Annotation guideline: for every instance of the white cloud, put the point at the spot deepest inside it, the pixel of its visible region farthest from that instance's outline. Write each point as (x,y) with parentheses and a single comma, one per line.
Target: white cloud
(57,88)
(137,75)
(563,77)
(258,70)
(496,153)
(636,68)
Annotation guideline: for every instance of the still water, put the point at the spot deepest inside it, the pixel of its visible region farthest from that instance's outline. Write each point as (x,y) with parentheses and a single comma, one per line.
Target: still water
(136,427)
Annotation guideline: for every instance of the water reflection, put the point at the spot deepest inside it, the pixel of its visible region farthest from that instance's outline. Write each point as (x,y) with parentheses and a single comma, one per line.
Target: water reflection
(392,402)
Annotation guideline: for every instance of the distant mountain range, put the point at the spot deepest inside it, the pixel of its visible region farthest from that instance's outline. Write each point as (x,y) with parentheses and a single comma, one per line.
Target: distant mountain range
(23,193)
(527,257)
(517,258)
——————————
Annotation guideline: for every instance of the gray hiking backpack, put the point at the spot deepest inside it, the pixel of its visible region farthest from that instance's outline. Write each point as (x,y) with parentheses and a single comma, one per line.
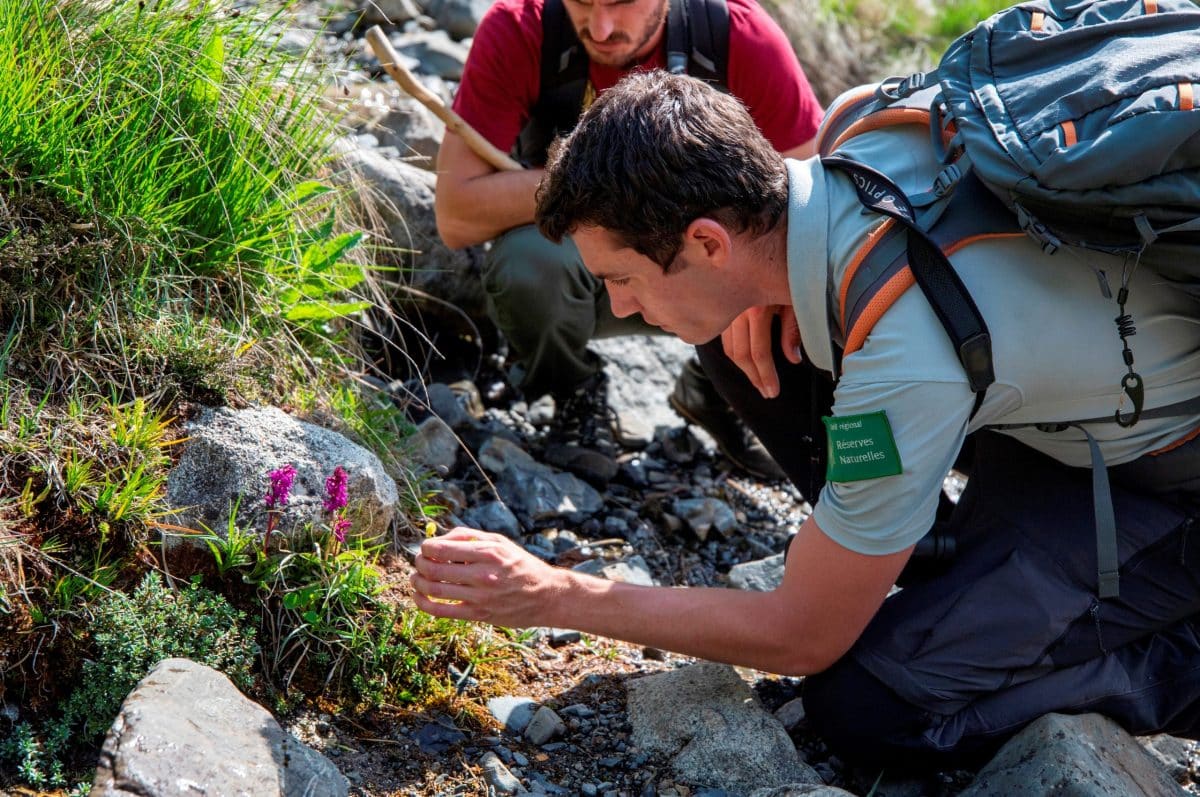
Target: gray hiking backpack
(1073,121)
——————————
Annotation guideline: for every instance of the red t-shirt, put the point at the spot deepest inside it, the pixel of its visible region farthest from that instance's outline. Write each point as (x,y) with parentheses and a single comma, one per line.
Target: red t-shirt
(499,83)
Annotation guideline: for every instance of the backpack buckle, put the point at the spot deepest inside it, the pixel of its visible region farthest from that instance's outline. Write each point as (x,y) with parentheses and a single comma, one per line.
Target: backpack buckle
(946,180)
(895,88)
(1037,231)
——————————
* **What you will do**
Copy out the range of lines above starting at the line with "Annotation guideline: for every instance of the white" and ending at the line with "Annotation guideline: for every instance of the water", exactly and including both.

* **Response to this exercise**
Annotation guideline: for every instance of the white cloud, put the point at the spot deepest inside it, the pixel of its visible region farthest from that instance's outline. Write each point as (x,y) with parentheses and a single comma, one per line.
Target: white cloud
(57,88)
(137,75)
(563,77)
(258,70)
(496,153)
(636,68)
Annotation guideline: for every instance of the still water, put the point at the spot deepest inside it, the pixel of its visible region farthest from that instance's outline. Write each point as (x,y) with parentheses and a single comma, one per line.
Target: still water
(136,427)
Annotation guideline: for every instance of the water reflection, put the point at the spot deepest inside it, the pixel of its visible region farthest from that instance's outline. Write each point as (x,y) with parentheses and a single comma, one per line.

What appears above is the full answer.